- _Instructions for the task_
Only a number is wanted: the count of lines in this listing that contain "railing".

==*==

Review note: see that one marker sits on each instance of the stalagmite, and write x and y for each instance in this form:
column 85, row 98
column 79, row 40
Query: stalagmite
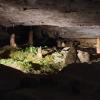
column 12, row 41
column 39, row 53
column 30, row 41
column 98, row 45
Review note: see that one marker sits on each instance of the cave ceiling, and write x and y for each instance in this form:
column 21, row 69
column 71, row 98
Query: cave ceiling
column 80, row 16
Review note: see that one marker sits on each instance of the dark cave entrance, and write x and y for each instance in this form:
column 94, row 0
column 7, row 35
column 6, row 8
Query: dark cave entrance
column 35, row 35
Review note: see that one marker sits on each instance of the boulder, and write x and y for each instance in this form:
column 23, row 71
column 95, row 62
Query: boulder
column 83, row 56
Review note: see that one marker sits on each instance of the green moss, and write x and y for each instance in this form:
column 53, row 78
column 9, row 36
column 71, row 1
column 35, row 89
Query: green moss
column 27, row 61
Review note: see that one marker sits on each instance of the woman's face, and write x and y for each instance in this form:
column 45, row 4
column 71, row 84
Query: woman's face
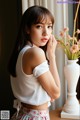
column 41, row 32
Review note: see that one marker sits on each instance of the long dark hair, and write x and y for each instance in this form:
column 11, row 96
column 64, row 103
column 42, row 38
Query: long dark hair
column 32, row 15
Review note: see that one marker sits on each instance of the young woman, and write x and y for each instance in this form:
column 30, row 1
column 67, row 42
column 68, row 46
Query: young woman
column 34, row 77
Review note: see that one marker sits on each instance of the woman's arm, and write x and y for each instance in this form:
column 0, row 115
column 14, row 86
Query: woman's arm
column 49, row 81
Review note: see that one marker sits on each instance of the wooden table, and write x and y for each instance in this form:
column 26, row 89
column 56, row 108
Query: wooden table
column 55, row 115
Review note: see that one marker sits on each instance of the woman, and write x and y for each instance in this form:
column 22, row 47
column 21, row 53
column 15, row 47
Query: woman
column 34, row 77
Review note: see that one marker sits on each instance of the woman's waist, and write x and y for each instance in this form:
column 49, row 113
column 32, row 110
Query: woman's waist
column 36, row 107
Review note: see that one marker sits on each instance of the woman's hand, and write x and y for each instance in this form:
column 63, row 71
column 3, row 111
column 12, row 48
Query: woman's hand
column 51, row 47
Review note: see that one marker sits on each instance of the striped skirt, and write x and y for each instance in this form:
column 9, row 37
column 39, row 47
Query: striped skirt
column 31, row 114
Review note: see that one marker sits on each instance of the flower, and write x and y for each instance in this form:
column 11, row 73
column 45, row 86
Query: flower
column 70, row 44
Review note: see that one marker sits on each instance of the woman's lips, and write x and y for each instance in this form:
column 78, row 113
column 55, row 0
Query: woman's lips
column 44, row 39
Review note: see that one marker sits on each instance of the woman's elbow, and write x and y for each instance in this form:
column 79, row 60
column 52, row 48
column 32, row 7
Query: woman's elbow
column 56, row 95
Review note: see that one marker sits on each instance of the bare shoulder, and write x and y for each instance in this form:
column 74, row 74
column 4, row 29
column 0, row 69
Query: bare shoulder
column 38, row 54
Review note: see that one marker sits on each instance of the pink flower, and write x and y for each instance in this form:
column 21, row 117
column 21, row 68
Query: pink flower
column 78, row 31
column 74, row 48
column 62, row 33
column 69, row 37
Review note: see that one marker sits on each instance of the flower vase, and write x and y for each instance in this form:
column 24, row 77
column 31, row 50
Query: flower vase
column 71, row 72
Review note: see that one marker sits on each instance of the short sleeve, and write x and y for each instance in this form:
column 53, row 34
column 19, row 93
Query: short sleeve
column 40, row 69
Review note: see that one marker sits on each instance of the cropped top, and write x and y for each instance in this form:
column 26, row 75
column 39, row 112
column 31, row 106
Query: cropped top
column 26, row 88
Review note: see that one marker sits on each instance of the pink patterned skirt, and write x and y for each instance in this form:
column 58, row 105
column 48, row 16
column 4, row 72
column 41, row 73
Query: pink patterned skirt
column 31, row 114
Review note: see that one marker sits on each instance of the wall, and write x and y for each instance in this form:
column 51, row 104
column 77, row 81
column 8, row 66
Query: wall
column 9, row 21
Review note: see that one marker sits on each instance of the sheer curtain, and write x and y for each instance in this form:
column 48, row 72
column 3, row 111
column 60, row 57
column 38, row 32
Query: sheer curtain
column 60, row 13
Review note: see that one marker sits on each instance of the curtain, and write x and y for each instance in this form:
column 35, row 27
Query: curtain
column 60, row 13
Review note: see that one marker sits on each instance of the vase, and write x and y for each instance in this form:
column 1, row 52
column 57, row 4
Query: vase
column 71, row 72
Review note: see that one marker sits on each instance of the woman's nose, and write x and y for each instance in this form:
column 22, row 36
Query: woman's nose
column 45, row 31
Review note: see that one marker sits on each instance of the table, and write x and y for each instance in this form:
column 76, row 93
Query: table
column 55, row 115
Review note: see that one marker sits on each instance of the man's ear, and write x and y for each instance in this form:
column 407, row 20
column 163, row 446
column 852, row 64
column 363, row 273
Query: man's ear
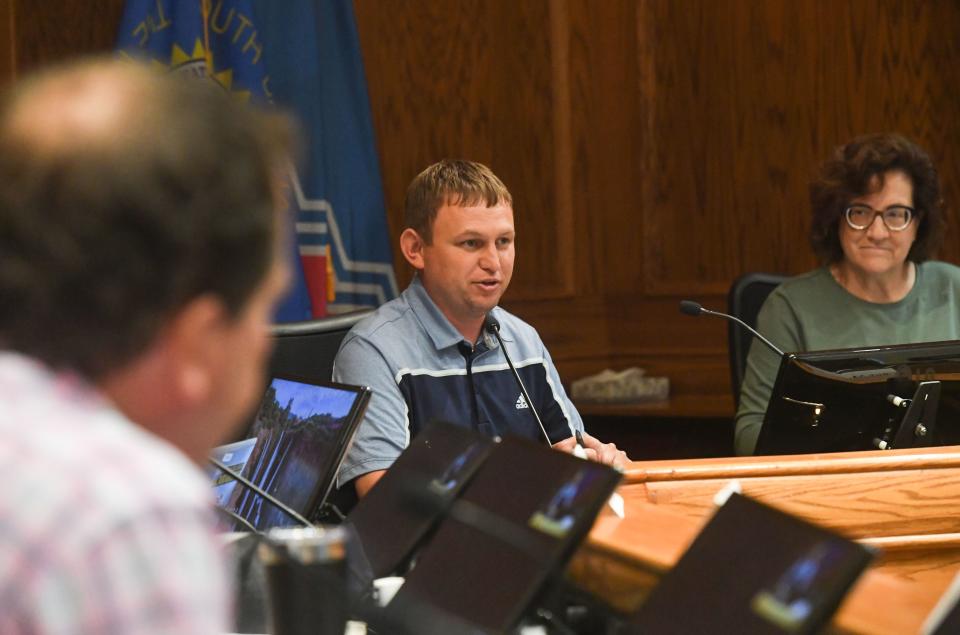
column 197, row 349
column 412, row 244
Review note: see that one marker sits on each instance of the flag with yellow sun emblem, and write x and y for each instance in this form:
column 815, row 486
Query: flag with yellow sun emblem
column 305, row 56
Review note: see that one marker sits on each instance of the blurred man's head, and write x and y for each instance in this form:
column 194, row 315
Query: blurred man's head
column 138, row 239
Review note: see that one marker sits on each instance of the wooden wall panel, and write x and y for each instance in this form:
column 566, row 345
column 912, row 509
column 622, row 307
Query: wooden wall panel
column 750, row 97
column 694, row 129
column 7, row 41
column 55, row 30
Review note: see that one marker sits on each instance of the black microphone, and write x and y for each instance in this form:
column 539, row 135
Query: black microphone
column 689, row 307
column 253, row 486
column 492, row 326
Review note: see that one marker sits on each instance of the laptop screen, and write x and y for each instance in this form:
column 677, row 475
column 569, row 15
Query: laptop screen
column 514, row 526
column 299, row 438
column 754, row 569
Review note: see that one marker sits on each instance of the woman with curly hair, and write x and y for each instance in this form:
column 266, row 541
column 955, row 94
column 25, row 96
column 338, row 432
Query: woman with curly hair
column 877, row 219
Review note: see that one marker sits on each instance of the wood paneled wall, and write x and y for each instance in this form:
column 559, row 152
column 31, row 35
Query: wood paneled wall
column 33, row 34
column 656, row 149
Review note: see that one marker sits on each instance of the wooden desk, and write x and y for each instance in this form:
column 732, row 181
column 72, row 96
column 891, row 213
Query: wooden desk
column 684, row 426
column 685, row 406
column 906, row 502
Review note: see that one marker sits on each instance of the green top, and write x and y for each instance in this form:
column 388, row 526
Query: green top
column 812, row 312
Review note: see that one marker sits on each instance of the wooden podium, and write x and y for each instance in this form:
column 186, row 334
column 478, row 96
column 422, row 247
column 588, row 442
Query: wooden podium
column 904, row 502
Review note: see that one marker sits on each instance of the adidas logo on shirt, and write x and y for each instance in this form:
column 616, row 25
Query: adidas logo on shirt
column 521, row 402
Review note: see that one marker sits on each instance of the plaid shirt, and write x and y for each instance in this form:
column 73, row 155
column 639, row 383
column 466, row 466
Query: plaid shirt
column 104, row 528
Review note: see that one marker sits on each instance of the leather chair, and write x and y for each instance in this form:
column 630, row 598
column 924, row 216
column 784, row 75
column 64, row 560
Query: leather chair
column 307, row 349
column 747, row 294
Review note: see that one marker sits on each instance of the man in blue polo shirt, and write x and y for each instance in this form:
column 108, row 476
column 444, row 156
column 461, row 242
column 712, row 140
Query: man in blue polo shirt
column 428, row 355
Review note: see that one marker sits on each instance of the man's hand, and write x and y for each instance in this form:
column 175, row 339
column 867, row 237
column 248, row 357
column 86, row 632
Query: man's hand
column 596, row 450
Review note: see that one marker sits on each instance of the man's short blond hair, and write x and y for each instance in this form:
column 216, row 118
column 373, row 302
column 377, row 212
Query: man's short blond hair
column 450, row 182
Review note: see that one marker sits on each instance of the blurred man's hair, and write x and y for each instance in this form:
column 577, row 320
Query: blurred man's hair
column 124, row 195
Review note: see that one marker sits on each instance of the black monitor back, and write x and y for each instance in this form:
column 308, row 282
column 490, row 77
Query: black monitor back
column 836, row 401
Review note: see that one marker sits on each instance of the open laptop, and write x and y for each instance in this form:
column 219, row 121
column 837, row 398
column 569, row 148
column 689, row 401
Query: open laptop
column 512, row 530
column 754, row 569
column 403, row 508
column 298, row 440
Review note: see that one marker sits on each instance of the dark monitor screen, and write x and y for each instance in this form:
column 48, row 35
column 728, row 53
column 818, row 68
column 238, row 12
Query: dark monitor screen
column 299, row 438
column 754, row 569
column 512, row 528
column 836, row 401
column 391, row 521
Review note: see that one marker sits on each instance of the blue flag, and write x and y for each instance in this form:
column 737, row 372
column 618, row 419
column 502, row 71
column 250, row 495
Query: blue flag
column 305, row 56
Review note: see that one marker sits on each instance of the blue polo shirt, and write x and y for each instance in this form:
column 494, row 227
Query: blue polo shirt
column 421, row 369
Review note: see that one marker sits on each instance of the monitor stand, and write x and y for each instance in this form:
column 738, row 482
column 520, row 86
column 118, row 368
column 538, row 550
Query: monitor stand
column 919, row 421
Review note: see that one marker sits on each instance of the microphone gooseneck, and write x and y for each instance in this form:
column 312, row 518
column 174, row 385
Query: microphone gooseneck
column 492, row 326
column 689, row 307
column 256, row 488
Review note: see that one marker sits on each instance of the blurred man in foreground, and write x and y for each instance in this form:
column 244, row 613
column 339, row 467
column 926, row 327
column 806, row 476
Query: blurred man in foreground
column 139, row 266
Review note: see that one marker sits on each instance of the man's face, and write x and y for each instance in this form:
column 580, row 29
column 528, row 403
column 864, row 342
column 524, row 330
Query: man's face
column 469, row 263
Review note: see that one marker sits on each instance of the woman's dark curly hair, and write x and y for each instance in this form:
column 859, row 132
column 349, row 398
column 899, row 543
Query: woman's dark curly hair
column 848, row 175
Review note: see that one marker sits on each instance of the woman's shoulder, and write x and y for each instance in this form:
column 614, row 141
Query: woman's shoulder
column 812, row 283
column 939, row 270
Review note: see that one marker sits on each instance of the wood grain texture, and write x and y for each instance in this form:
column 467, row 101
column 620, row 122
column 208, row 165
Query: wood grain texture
column 623, row 559
column 905, row 502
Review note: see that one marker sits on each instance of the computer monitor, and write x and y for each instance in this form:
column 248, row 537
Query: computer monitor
column 843, row 400
column 754, row 569
column 511, row 531
column 399, row 513
column 298, row 440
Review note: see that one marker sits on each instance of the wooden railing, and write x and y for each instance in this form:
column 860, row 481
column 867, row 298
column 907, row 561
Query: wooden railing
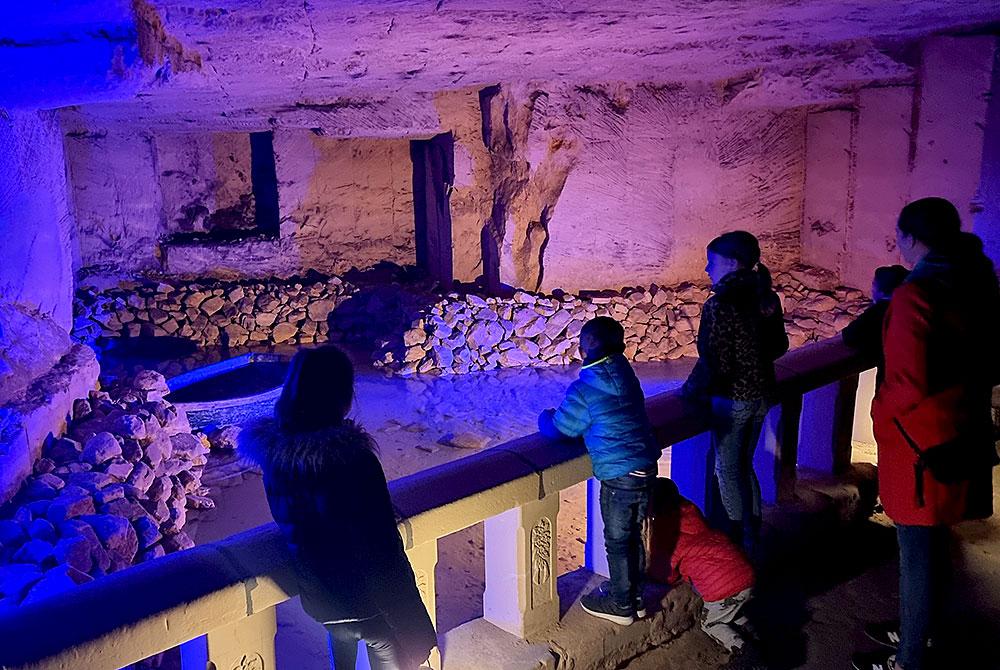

==*==

- _Expected answer_
2